Source data:
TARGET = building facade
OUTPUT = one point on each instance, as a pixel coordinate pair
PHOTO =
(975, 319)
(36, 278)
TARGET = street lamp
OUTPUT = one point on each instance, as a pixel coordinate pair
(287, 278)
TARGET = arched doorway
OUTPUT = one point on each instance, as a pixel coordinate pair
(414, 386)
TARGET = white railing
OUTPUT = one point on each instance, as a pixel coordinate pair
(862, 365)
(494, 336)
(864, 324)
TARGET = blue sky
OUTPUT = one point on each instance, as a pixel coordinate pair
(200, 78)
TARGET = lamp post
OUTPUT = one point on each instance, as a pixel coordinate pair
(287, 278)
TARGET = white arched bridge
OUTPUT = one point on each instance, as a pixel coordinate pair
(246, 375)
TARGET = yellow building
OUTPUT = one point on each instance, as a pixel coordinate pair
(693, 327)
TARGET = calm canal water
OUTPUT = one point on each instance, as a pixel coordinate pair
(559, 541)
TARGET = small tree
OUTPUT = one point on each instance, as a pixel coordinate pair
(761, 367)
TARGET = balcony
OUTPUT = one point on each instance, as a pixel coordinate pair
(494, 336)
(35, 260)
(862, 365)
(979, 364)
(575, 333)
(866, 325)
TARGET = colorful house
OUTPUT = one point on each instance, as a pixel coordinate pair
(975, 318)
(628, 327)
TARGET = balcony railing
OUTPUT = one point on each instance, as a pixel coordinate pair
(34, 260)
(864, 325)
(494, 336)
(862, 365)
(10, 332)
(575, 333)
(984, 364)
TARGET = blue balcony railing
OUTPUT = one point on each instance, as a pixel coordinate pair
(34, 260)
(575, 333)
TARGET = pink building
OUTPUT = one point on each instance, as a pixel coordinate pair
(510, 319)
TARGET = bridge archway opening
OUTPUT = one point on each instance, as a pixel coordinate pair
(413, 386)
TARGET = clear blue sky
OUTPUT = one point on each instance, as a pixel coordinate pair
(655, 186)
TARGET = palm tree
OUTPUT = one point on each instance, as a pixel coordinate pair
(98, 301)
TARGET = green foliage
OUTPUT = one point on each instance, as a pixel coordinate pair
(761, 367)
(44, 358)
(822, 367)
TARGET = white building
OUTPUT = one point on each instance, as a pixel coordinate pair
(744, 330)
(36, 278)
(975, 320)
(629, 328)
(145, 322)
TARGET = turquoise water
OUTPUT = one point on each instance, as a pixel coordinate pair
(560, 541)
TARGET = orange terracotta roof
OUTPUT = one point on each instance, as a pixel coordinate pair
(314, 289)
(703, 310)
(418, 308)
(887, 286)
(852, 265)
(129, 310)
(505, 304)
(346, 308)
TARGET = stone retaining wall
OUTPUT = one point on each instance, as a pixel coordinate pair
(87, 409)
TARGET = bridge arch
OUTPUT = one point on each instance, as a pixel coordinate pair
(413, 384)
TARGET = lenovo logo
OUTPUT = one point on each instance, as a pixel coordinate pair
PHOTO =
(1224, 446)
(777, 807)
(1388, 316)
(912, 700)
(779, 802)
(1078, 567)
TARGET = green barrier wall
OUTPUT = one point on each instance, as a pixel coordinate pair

### Objective
Give all the records again. Match them exactly.

### Task response
TARGET = building facade
OUTPUT = one point on each instance, as a pixel coordinate pair
PHOTO =
(975, 319)
(36, 278)
TARGET = street lamp
OUTPUT = one point on each instance, as a pixel coordinate pair
(287, 278)
TARGET = arched doorway
OUTPUT = one point on each instance, as a pixel coordinate pair
(414, 386)
TARGET = white railing
OUTPUT = one point on each instance, as a pixel coordinate pair
(862, 365)
(494, 336)
(864, 324)
TARGET = blue sky
OUTPUT = one point on each instance, as a pixel coordinate pair
(200, 78)
TARGET = lamp post
OUTPUT = one point on each instance, as a pixel coordinate pair
(287, 278)
TARGET = white arched bridge
OUTPUT = one point on each instance, as a pixel coordinate pair
(246, 375)
TARGET = yellow building
OUTPUT = one point on each instance, as a pixel coordinate pair
(693, 327)
TARGET = calm canal water
OUTPUT = one point on each instance, as a pixel coordinate pair
(559, 541)
TARGET = small tree
OUTPUT = one point on each instance, as a pixel coordinate pair
(761, 367)
TARGET = balcony
OUTPUT = one point on each instance, as a pixel coordinate pair
(494, 336)
(35, 260)
(862, 365)
(979, 364)
(575, 333)
(866, 325)
TARGET = colorful house
OUTPUT = one point on each instance, as a pixel coordinate pair
(975, 318)
(628, 327)
TARGET = balcony railing
OUTPUT = one point on each instance, as a pixel coordinate pair
(34, 260)
(864, 325)
(494, 336)
(862, 365)
(10, 332)
(575, 333)
(984, 364)
TARGET = blue balcony railing
OUTPUT = one point on each instance, as a pixel coordinate pair
(34, 260)
(575, 333)
TARGET = pink building
OUTPUT = one point on each instance, as a pixel coordinate pair
(510, 319)
TARGET = bridge archway opening
OUTPUT = one point on each instance, as a pixel coordinate pair
(413, 386)
TARGET = clear blue sky
OUTPUT = one point on each instance, as a pixel coordinate pair
(655, 186)
TARGET = palm tree
OUTPUT = one point on each instance, as a pixel coordinate pair
(98, 301)
TARGET = green foliage
OUTPUT = one point on each instance, as a pixel coordinate pair
(761, 367)
(44, 358)
(822, 367)
TARGET = white building
OUTPUT = one point on each instance, as a pixel coordinate pair
(744, 330)
(36, 278)
(975, 320)
(629, 328)
(145, 322)
TARGET = turquoise water
OUTPUT = one point on each instance, as a pixel coordinate pair
(560, 541)
TARGET = orange terracotta roof
OUTPUT = one point on each instance, as a pixel coordinate pair
(314, 289)
(703, 310)
(418, 308)
(887, 286)
(852, 265)
(129, 310)
(505, 304)
(346, 308)
TARGET = stone retaining wall
OUTPUT = one point on each instance, as a pixel coordinate pair
(87, 409)
TARGET = bridge arch
OUTPUT = one point on each instance, as a pixel coordinate pair
(413, 384)
TARGET = lenovo logo
OUTPUT = one point on each instance, as a pixel coordinate pair
PHOTO =
(1224, 446)
(777, 807)
(1388, 316)
(912, 700)
(779, 802)
(1078, 567)
TARGET = green barrier wall
OUTPUT = one point on each instance, as a pixel coordinate pair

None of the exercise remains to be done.